* **Problem details**: Reproduce the listing below word for word, keeping every line in its original order and form.

----------------

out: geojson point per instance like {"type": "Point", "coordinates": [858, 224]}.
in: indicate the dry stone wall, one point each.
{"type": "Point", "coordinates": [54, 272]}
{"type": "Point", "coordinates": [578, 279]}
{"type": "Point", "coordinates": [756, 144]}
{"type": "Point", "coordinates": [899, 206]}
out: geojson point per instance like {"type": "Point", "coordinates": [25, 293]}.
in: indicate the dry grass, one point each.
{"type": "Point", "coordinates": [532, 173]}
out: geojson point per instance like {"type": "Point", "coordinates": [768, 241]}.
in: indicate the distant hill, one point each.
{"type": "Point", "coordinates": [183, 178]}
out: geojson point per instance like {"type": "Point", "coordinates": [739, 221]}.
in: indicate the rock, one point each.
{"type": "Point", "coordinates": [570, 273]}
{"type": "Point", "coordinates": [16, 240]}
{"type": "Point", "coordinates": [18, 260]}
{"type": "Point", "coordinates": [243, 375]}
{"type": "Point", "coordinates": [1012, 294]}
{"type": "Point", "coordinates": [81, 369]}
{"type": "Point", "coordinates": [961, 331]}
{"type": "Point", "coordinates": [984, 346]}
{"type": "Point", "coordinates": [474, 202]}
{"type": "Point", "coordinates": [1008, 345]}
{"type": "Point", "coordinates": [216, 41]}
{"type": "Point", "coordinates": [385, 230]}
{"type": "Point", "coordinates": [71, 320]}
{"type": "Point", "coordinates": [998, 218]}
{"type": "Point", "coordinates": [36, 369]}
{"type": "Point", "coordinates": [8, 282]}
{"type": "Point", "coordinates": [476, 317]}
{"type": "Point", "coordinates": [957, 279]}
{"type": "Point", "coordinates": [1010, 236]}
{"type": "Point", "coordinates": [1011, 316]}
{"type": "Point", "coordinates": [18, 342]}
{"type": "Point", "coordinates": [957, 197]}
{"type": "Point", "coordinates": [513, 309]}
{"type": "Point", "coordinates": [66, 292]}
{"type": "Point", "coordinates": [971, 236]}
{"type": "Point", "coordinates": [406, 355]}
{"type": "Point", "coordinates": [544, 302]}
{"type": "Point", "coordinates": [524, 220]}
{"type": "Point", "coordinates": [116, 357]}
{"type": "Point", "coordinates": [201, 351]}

----------------

* **Response**:
out: geojson point per instance like {"type": "Point", "coordinates": [858, 224]}.
in: indicate the dry stone wall, one point each.
{"type": "Point", "coordinates": [54, 272]}
{"type": "Point", "coordinates": [578, 279]}
{"type": "Point", "coordinates": [756, 144]}
{"type": "Point", "coordinates": [899, 206]}
out: geojson point per instance like {"type": "Point", "coordinates": [25, 293]}.
in: indicate the dry grass, one point each.
{"type": "Point", "coordinates": [532, 173]}
out: geojson point per instance like {"type": "Point", "coordinates": [768, 241]}.
in: indicate the distant hill, one point each.
{"type": "Point", "coordinates": [183, 178]}
out: geojson point per instance like {"type": "Point", "coordinates": [739, 221]}.
in: indicate the rock, one point each.
{"type": "Point", "coordinates": [570, 273]}
{"type": "Point", "coordinates": [16, 240]}
{"type": "Point", "coordinates": [18, 260]}
{"type": "Point", "coordinates": [243, 375]}
{"type": "Point", "coordinates": [1012, 294]}
{"type": "Point", "coordinates": [81, 369]}
{"type": "Point", "coordinates": [961, 331]}
{"type": "Point", "coordinates": [984, 346]}
{"type": "Point", "coordinates": [474, 202]}
{"type": "Point", "coordinates": [1008, 345]}
{"type": "Point", "coordinates": [216, 41]}
{"type": "Point", "coordinates": [385, 230]}
{"type": "Point", "coordinates": [71, 320]}
{"type": "Point", "coordinates": [998, 218]}
{"type": "Point", "coordinates": [36, 369]}
{"type": "Point", "coordinates": [8, 282]}
{"type": "Point", "coordinates": [476, 317]}
{"type": "Point", "coordinates": [957, 279]}
{"type": "Point", "coordinates": [1010, 236]}
{"type": "Point", "coordinates": [1011, 316]}
{"type": "Point", "coordinates": [18, 342]}
{"type": "Point", "coordinates": [957, 197]}
{"type": "Point", "coordinates": [513, 309]}
{"type": "Point", "coordinates": [66, 292]}
{"type": "Point", "coordinates": [971, 236]}
{"type": "Point", "coordinates": [406, 355]}
{"type": "Point", "coordinates": [544, 302]}
{"type": "Point", "coordinates": [524, 220]}
{"type": "Point", "coordinates": [116, 357]}
{"type": "Point", "coordinates": [201, 351]}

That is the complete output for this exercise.